[start]

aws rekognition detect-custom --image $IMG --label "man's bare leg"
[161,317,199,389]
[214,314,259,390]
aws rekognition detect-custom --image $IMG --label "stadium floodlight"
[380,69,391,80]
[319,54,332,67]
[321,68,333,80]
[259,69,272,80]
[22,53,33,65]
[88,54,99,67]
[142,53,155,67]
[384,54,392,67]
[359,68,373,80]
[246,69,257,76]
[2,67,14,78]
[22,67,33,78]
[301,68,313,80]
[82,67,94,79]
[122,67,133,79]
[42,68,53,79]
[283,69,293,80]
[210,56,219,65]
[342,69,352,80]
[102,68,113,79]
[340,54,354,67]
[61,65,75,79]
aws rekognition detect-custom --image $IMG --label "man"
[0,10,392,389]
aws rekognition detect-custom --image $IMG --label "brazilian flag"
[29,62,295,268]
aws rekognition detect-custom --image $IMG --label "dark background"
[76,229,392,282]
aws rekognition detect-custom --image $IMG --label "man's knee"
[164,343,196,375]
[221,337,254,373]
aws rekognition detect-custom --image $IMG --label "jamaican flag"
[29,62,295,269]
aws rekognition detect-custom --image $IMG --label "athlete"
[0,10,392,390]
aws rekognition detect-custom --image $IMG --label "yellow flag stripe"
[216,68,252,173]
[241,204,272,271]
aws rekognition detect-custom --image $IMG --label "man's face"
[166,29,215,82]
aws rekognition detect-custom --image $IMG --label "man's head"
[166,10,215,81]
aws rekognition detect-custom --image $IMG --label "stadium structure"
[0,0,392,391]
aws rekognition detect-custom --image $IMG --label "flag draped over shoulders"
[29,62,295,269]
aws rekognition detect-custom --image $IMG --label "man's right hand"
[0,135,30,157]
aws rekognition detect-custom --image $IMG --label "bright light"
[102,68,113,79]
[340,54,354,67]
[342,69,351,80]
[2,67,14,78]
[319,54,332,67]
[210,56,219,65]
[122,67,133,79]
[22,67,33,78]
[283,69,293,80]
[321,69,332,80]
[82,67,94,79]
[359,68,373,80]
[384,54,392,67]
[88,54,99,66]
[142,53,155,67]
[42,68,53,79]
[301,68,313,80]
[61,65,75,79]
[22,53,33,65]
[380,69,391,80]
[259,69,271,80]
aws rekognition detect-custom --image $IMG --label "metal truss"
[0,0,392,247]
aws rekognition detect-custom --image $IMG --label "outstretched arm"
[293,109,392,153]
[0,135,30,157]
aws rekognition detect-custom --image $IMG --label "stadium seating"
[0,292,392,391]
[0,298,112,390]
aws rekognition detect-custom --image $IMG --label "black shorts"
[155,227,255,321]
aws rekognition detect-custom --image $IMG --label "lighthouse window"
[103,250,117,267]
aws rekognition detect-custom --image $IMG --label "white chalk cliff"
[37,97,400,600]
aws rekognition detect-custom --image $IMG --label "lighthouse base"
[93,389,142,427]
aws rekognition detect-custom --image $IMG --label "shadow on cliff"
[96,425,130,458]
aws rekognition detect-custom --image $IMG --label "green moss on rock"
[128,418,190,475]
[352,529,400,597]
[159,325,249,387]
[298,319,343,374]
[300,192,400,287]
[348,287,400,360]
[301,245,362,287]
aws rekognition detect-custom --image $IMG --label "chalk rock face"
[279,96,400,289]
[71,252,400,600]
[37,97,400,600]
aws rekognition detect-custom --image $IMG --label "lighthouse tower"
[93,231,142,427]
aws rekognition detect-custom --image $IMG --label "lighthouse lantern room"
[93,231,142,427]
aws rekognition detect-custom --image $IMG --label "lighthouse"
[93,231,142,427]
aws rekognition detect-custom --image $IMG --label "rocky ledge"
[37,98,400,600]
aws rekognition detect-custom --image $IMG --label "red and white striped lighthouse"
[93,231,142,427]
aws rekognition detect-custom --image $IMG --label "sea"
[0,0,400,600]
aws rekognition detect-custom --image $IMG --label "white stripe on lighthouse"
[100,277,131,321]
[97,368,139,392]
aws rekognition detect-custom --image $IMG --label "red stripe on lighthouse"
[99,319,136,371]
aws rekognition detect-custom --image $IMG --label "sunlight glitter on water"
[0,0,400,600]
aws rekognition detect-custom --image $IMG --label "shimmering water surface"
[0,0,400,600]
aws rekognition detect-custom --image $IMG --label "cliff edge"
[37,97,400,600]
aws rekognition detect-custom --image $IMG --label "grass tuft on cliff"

[end]

Short exercise: Repeat each of the lines above word for word, from the first to the last.

Answer below:
aws rekognition detect-custom --image $IMG --label "man's bare leg"
[161,317,199,389]
[214,314,259,390]
aws rekognition detect-custom --image $IMG --label "stadium floodlight"
[380,69,391,80]
[319,54,332,67]
[321,68,333,80]
[259,69,272,80]
[22,53,33,65]
[88,54,99,67]
[142,53,155,67]
[384,54,392,67]
[359,68,373,80]
[246,69,257,76]
[2,67,14,78]
[22,67,33,78]
[301,68,313,80]
[82,67,94,79]
[122,67,133,79]
[42,68,53,79]
[283,69,293,80]
[210,56,219,65]
[342,69,352,80]
[102,68,113,79]
[340,54,354,67]
[61,65,75,79]
aws rekognition detect-custom --image $IMG --label "man"
[0,10,392,389]
aws rekognition detect-custom --image $IMG --label "brazilian flag"
[29,62,295,268]
aws rekognition detect-custom --image $IMG --label "dark background"
[76,229,392,282]
aws rekognition detect-custom --image $IMG --label "man's knee"
[164,343,196,375]
[221,337,254,373]
aws rekognition detect-custom --image $IMG --label "jamaican flag"
[29,62,295,269]
aws rekognition detect-custom --image $IMG --label "athlete"
[0,10,392,390]
aws rekognition detect-custom --image $IMG --label "yellow flag stripe"
[216,68,252,173]
[241,204,272,271]
aws rekognition detect-custom --image $IMG --label "man's face"
[166,29,215,82]
aws rekognition detect-custom --image $IMG --label "man's head"
[166,10,215,81]
aws rekognition detect-custom --image $IMG --label "stadium structure"
[0,0,392,391]
aws rekognition detect-custom --image $IMG --label "flag draped over shoulders"
[29,62,295,269]
aws rekognition detect-custom --image $IMG --label "man's right hand"
[0,135,30,157]
aws rekognition detect-custom --image $IMG --label "bright light"
[102,68,113,79]
[340,54,354,67]
[342,69,351,80]
[2,67,14,78]
[319,54,332,67]
[210,56,219,65]
[122,67,133,79]
[22,67,33,78]
[283,69,293,80]
[321,69,332,80]
[82,67,94,79]
[359,68,373,80]
[384,54,392,67]
[88,54,99,66]
[142,53,155,67]
[42,68,53,79]
[301,68,313,80]
[61,65,75,79]
[22,53,33,65]
[380,69,391,80]
[259,69,271,80]
aws rekognition detect-custom --image $IMG --label "metal truss"
[0,0,392,247]
aws rekognition detect-custom --image $IMG --label "outstretched arm"
[293,109,392,153]
[0,135,30,157]
aws rekognition detect-custom --image $IMG --label "stadium seating"
[0,292,392,391]
[0,298,112,390]
aws rekognition detect-custom --image $IMG --label "black shorts"
[155,227,255,321]
aws rekognition detect-custom --image $IMG --label "lighthouse window"
[103,250,117,267]
aws rekognition detect-custom --image $IMG --label "white chalk cliff"
[37,97,400,600]
aws rekognition detect-custom --image $IMG --label "lighthouse base"
[93,389,142,427]
aws rekognition detect-custom --image $IMG --label "shadow on cliff"
[96,425,130,458]
aws rekognition detect-custom --image $IMG --label "green moss on rock"
[128,418,190,475]
[352,529,400,597]
[159,325,249,387]
[298,319,343,374]
[300,192,400,287]
[348,287,400,360]
[301,245,362,287]
aws rekognition detect-custom --image $IMG --label "chalk rock face"
[279,96,400,289]
[71,252,400,600]
[37,97,400,600]
aws rekognition detect-custom --image $IMG --label "lighthouse tower"
[93,231,142,427]
aws rekognition detect-custom --image $IMG --label "lighthouse lantern room"
[93,231,142,427]
aws rekognition detect-custom --image $IMG --label "lighthouse"
[93,231,142,427]
aws rekognition detect-custom --image $IMG --label "rocky ledge"
[37,98,400,600]
aws rekognition detect-custom --image $IMG --label "red and white striped lighthouse"
[93,231,142,427]
aws rekognition detect-custom --image $IMG --label "sea"
[0,0,400,600]
aws rekognition detect-custom --image $IMG --label "white stripe on lighthouse"
[100,277,131,321]
[97,368,139,392]
aws rekognition detect-custom --image $IMG --label "red stripe on lighthouse"
[99,319,136,371]
aws rekognition detect-custom --image $IMG --label "sunlight glitter on water"
[0,0,400,600]
aws rekognition detect-custom --image $IMG --label "shimmering water surface"
[0,0,400,600]
aws rekognition detect-custom --image $IMG --label "cliff edge"
[37,97,400,600]
aws rekognition detect-custom --image $IMG --label "grass tuft on cliff"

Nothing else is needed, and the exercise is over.